### Задания
[a] Ответьте по отрывку на три вопроса:
(i) Сколько человек тяжело вздохнули и сколько из них ушли?
(ii) До какого времени рассказчика не выводили на ученье?
(iii) Откуда шел рассказчик, когда увидел афишу?
[b] Перескажите отрывок в двух предложениях.
[c] Продолжите отрывок о рассказчике, которого перестали выводить на ученье, начиная сразу после его последнего предложения.

### Предложенный отрывок
======
Я стоял молча и смотрел вниз, но когда они задали мне вопрос простым голосом, без всяких начальственных интонаций, то я так же просто посмотрел на них и сказал:
- Где это видано, чтоб нормальный человек, разумное существо, кружился, прыгал по-лягушачьи, вертелся, как опаленный баран, в то время когда сотни миллионов крестьян день и ночь работают: косят, жнут, сушат, молотят, задыхаясь от трудов, собирают тот хлеб, которым питается все человечество?
Все трое тяжело вздохнули, и двое пошли прочь, а один помоложе остался возле меня. Оба мы молчали, потом он лег на траву, я постоял, постоял, да и тоже лег, где стоял...
На сегодня ученье кончилось, все зашли в казарму, и я зашел, и с тех пор меня не трогали, на ученье не выводили, я оставался один, и ходил вольно, и делал что мне угодно, до осени.
Однажды, идя из библиотеки с книжками, я увидел афишу: Луначарский читает лекцию, кажется, на тему: "Толстой и Маркс".
======
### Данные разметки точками
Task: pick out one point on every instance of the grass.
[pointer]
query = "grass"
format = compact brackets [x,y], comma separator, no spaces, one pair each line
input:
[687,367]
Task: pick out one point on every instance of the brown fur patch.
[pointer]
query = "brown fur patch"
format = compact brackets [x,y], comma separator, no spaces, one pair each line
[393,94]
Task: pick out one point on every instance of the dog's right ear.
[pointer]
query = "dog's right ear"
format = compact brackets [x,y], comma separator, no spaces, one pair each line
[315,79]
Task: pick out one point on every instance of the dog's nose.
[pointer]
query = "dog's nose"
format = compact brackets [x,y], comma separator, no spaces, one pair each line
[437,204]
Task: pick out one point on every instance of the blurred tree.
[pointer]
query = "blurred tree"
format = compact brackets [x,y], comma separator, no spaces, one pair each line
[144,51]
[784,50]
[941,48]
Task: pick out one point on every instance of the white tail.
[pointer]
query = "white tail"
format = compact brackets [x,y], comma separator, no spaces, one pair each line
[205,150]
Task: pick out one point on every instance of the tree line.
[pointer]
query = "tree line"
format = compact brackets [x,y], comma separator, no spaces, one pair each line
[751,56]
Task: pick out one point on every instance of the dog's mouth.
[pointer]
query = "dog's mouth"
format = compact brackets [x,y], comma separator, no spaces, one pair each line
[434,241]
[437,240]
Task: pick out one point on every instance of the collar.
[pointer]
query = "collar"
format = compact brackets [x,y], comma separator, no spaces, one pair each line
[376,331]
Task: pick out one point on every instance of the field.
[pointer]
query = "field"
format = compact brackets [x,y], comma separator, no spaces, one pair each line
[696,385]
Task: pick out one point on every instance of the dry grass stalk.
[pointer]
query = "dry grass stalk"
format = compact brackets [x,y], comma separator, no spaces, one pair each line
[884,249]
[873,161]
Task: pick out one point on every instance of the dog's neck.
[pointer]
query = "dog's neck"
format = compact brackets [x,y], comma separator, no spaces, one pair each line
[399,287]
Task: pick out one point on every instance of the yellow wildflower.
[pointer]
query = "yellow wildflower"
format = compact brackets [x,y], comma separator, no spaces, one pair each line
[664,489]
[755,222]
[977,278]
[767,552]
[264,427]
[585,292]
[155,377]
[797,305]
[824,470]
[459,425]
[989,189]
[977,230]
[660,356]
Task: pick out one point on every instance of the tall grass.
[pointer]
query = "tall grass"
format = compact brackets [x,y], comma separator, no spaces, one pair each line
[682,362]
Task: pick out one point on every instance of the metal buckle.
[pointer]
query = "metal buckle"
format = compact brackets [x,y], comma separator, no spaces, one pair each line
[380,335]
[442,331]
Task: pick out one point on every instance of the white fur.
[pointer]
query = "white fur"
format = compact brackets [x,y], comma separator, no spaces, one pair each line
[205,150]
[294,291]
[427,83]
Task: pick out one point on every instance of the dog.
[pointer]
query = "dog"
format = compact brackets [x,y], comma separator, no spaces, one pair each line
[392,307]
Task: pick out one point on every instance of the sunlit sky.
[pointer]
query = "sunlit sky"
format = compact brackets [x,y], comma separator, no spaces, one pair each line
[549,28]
======
### Ответы к заданиям
[a]
(i) Вздохнули трое, ушли двое.
(ii) До осени.
(iii) Из библиотеки, с книжками.

[b] На заданный простым голосом вопрос рассказчик ответил, что нормальному человеку не пристало кружиться и прыгать по-лягушачьи, когда сотни миллионов крестьян день и ночь собирают хлеб для всего человечества. После этого его больше не трогали и до осени не выводили на ученье, а однажды по дороге из библиотеки он увидел афишу о лекции Луначарского, кажется, на тему «Толстой и Маркс».

[c]
Здание это было близко, и я пошел, но к началу не поспел. Народу было так много, что протиснуться было трудно, но я все же пролез и слушал стоя. Луначарский говорил (конечно, я помню приблизительно):
- Со страниц всех произведений Толстого он встает как небывалый, непревзойденный писатель. Нет в мире никого, с кем можно было бы сравнить Толстого. Это титан человеческой мысли. О смелости его даже страшно подумать. Он, как неземной Геркулес, ковыряет, взламывает вековые священные тропы, по которым шло человечество, а Толстой могучей силой своей не оставил от них камня на камне. Вот в этом мы говорим: Толстой наш, мы с ним, и он с нами. Но там, где Толстой смиренно складывает свои могучие руки и кротко подставляет свою другую щеку и всему миру говорит, что надо любить врагов своих, - то тут мы не твои и ты не наш.
Дальше я в речь Луначарского не вслушивался, и он вскоре закончил, и тут я бросился протискиваться к трону, откуда он разливал свою речь, и я хотел сказать от себя, но какая-то старушка уже успела влезть туда и что-то говорила, но так тихо, что мне не удалось расслышать ни одного слова. И никто не слышал, шум нарастал, и все стали двигаться к выходу. Это было в 1919 году.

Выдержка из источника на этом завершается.